- REQUIRED TASK -
Copy out, word for word, the stretch of the records from the line containing "Would you be able to point out the blue" through the end of the records.

- THE DATA -
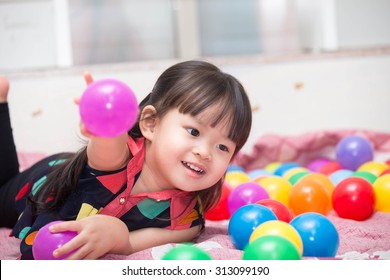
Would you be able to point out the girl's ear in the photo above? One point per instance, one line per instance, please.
(148, 121)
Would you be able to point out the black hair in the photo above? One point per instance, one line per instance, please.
(192, 87)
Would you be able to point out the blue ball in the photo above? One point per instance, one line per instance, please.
(245, 220)
(319, 236)
(353, 151)
(284, 167)
(339, 175)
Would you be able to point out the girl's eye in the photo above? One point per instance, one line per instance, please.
(193, 131)
(223, 148)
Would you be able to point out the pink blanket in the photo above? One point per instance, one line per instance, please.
(369, 239)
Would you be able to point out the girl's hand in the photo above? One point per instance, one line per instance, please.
(97, 236)
(83, 130)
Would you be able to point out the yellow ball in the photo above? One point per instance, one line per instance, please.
(382, 193)
(278, 228)
(235, 178)
(277, 187)
(271, 167)
(373, 167)
(293, 171)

- OUTPUT FOR THIS TASK -
Would you be able to point out the blue ball in the photo above? One point per instance, one line per instance, please.
(245, 220)
(319, 236)
(353, 151)
(284, 167)
(339, 175)
Would you be able to point out the girl's eye in the photo above? One point per instance, one line per instance, please.
(193, 131)
(223, 148)
Would you be able to point out the pink blanket in the photo above? One point per instance, one line per instance, please.
(369, 239)
Would you be able to point out the girl's hand in the photo above? One point per instance, one line per instance, please.
(97, 236)
(83, 130)
Would you be able to point out the yellow ball in the photo above? One point per instance, one line per instance, please.
(382, 193)
(278, 228)
(235, 178)
(277, 187)
(271, 167)
(373, 167)
(293, 171)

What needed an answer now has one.